> **Task brief**
Ignoring the pictures, copy the data exactly.

[[ The data open ]]

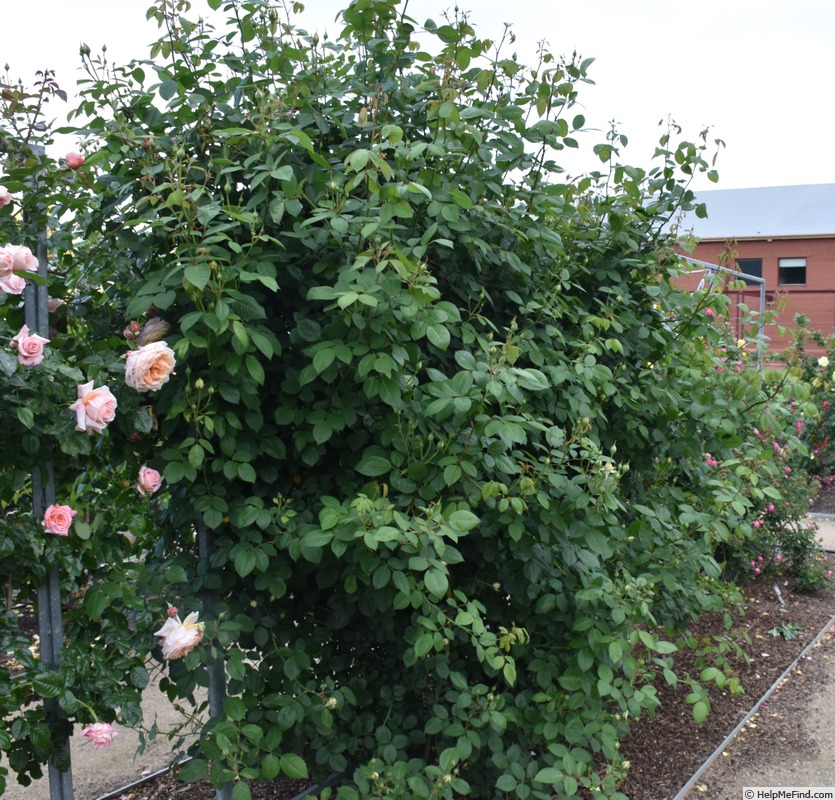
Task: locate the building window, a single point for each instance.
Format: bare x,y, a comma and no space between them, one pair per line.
750,266
792,272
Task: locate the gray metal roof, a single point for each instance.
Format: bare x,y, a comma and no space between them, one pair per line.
769,212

[[ The data closed ]]

> **Response to this task**
Task: locate the building window, a single point for each instance.
Format: bare x,y, a comma and no space between them, one pair per line.
750,266
792,272
Task: locate the gray metal roof, a single point for each instance.
Format: bare x,y, a comma and no space between them, one pair per line.
769,212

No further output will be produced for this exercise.